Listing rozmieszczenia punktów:
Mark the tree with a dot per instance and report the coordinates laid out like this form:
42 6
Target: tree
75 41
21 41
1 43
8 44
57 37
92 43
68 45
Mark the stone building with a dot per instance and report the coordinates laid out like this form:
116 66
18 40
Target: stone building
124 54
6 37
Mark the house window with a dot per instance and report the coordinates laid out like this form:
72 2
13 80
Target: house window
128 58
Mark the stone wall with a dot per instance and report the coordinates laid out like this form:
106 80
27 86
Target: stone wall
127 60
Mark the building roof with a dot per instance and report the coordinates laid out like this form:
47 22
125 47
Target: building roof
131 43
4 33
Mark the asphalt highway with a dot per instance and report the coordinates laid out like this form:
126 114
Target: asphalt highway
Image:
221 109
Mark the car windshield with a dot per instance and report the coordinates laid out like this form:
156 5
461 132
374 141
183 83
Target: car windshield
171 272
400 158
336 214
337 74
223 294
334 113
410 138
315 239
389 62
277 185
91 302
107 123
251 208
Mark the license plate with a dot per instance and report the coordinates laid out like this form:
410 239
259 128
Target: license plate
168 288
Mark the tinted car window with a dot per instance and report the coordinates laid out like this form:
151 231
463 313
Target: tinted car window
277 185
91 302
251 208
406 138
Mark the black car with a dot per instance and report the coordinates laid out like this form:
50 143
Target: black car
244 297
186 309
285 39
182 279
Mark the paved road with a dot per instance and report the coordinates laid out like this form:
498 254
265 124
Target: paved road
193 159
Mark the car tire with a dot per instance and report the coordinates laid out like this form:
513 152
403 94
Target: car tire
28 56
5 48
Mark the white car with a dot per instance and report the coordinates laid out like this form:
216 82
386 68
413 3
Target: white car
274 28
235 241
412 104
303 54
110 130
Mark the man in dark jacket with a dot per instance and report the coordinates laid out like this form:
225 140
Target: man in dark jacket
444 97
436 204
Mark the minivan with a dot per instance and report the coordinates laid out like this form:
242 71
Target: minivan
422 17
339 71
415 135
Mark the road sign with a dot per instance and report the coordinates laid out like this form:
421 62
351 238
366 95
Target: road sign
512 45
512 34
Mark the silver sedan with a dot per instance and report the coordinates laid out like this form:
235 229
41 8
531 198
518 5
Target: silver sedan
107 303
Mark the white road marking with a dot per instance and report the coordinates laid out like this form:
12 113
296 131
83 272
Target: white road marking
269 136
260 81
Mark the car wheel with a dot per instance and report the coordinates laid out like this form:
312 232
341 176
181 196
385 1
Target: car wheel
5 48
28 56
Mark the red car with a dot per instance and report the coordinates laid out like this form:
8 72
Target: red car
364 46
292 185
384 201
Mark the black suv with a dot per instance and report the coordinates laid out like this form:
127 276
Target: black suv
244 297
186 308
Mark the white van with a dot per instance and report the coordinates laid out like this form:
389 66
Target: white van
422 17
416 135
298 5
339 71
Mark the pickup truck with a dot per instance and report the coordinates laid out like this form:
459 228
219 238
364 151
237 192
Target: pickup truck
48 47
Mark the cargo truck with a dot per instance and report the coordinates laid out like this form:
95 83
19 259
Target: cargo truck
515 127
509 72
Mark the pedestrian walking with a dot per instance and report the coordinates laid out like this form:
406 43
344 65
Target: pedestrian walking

### Praca do wykonania
Przepisz cały powyższy listing jako tabelę Markdown z kolumnami „Nr” i „Wiersz”, numerując kolejne linie i pomijając puste.

### Wykonane zadanie
| Nr | Wiersz |
|---|---|
| 1 | Mark the tree with a dot per instance and report the coordinates laid out like this form: |
| 2 | 42 6 |
| 3 | Target: tree |
| 4 | 75 41 |
| 5 | 21 41 |
| 6 | 1 43 |
| 7 | 8 44 |
| 8 | 57 37 |
| 9 | 92 43 |
| 10 | 68 45 |
| 11 | Mark the stone building with a dot per instance and report the coordinates laid out like this form: |
| 12 | 116 66 |
| 13 | 18 40 |
| 14 | Target: stone building |
| 15 | 124 54 |
| 16 | 6 37 |
| 17 | Mark the house window with a dot per instance and report the coordinates laid out like this form: |
| 18 | 72 2 |
| 19 | 13 80 |
| 20 | Target: house window |
| 21 | 128 58 |
| 22 | Mark the stone wall with a dot per instance and report the coordinates laid out like this form: |
| 23 | 106 80 |
| 24 | 27 86 |
| 25 | Target: stone wall |
| 26 | 127 60 |
| 27 | Mark the building roof with a dot per instance and report the coordinates laid out like this form: |
| 28 | 47 22 |
| 29 | 125 47 |
| 30 | Target: building roof |
| 31 | 131 43 |
| 32 | 4 33 |
| 33 | Mark the asphalt highway with a dot per instance and report the coordinates laid out like this form: |
| 34 | 126 114 |
| 35 | Target: asphalt highway |
| 36 | Image: |
| 37 | 221 109 |
| 38 | Mark the car windshield with a dot per instance and report the coordinates laid out like this form: |
| 39 | 156 5 |
| 40 | 461 132 |
| 41 | 374 141 |
| 42 | 183 83 |
| 43 | Target: car windshield |
| 44 | 171 272 |
| 45 | 400 158 |
| 46 | 336 214 |
| 47 | 337 74 |
| 48 | 223 294 |
| 49 | 334 113 |
| 50 | 410 138 |
| 51 | 315 239 |
| 52 | 389 62 |
| 53 | 277 185 |
| 54 | 91 302 |
| 55 | 107 123 |
| 56 | 251 208 |
| 57 | Mark the license plate with a dot per instance and report the coordinates laid out like this form: |
| 58 | 410 239 |
| 59 | 259 128 |
| 60 | Target: license plate |
| 61 | 168 288 |
| 62 | Mark the tinted car window with a dot per instance and report the coordinates laid out like this form: |
| 63 | 151 231 |
| 64 | 463 313 |
| 65 | Target: tinted car window |
| 66 | 277 185 |
| 67 | 91 302 |
| 68 | 251 208 |
| 69 | 406 138 |
| 70 | Mark the black car with a dot per instance and report the coordinates laid out like this form: |
| 71 | 50 143 |
| 72 | Target: black car |
| 73 | 244 297 |
| 74 | 186 309 |
| 75 | 285 39 |
| 76 | 182 279 |
| 77 | Mark the paved road with a dot per instance and report the coordinates laid out like this form: |
| 78 | 498 254 |
| 79 | 265 124 |
| 80 | Target: paved road |
| 81 | 193 159 |
| 82 | Mark the car tire with a dot per instance and report the coordinates laid out like this form: |
| 83 | 513 152 |
| 84 | 403 94 |
| 85 | Target: car tire |
| 86 | 28 56 |
| 87 | 5 48 |
| 88 | Mark the white car with a dot per instance and report the coordinates laid out like this form: |
| 89 | 216 82 |
| 90 | 386 68 |
| 91 | 413 3 |
| 92 | Target: white car |
| 93 | 274 28 |
| 94 | 235 241 |
| 95 | 412 104 |
| 96 | 303 54 |
| 97 | 110 130 |
| 98 | Mark the man in dark jacket with a dot per instance and report the coordinates laid out like this form: |
| 99 | 225 140 |
| 100 | Target: man in dark jacket |
| 101 | 444 97 |
| 102 | 436 204 |
| 103 | Mark the minivan with a dot per instance and report the coordinates laid out like this form: |
| 104 | 242 71 |
| 105 | Target: minivan |
| 106 | 422 17 |
| 107 | 339 71 |
| 108 | 415 135 |
| 109 | Mark the road sign with a dot per instance and report the coordinates laid out like this form: |
| 110 | 421 62 |
| 111 | 351 238 |
| 112 | 366 95 |
| 113 | Target: road sign |
| 114 | 512 45 |
| 115 | 512 34 |
| 116 | Mark the silver sedan with a dot per instance and report the coordinates laid out like this form: |
| 117 | 235 229 |
| 118 | 41 8 |
| 119 | 531 198 |
| 120 | 518 5 |
| 121 | Target: silver sedan |
| 122 | 107 303 |
| 123 | Mark the white road marking with a dot per instance and report the coordinates laid out like this form: |
| 124 | 12 113 |
| 125 | 296 131 |
| 126 | 83 272 |
| 127 | Target: white road marking |
| 128 | 269 136 |
| 129 | 260 81 |
| 130 | Mark the car wheel with a dot per instance and report the coordinates laid out like this form: |
| 131 | 312 232 |
| 132 | 341 176 |
| 133 | 181 196 |
| 134 | 385 1 |
| 135 | Target: car wheel |
| 136 | 5 48 |
| 137 | 28 56 |
| 138 | Mark the red car with a dot per instance and report the coordinates laid out like this form: |
| 139 | 8 72 |
| 140 | Target: red car |
| 141 | 364 46 |
| 142 | 292 185 |
| 143 | 384 201 |
| 144 | Mark the black suv with a dot per instance and report the coordinates laid out like this form: |
| 145 | 127 276 |
| 146 | Target: black suv |
| 147 | 244 297 |
| 148 | 186 308 |
| 149 | Mark the white van with a dot per instance and report the coordinates laid out like this form: |
| 150 | 389 66 |
| 151 | Target: white van |
| 152 | 422 17 |
| 153 | 416 135 |
| 154 | 298 5 |
| 155 | 339 71 |
| 156 | Mark the pickup truck with a dot per instance and report the coordinates laid out like this form: |
| 157 | 459 228 |
| 158 | 219 238 |
| 159 | 364 151 |
| 160 | 237 192 |
| 161 | Target: pickup truck |
| 162 | 48 47 |
| 163 | Mark the cargo truck with a dot per instance and report the coordinates laid out like this form: |
| 164 | 95 83 |
| 165 | 19 259 |
| 166 | Target: cargo truck |
| 167 | 515 127 |
| 168 | 509 72 |
| 169 | Mark the pedestrian walking with a dot per instance and report the coordinates laid out like this form: |
| 170 | 406 43 |
| 171 | 344 65 |
| 172 | Target: pedestrian walking |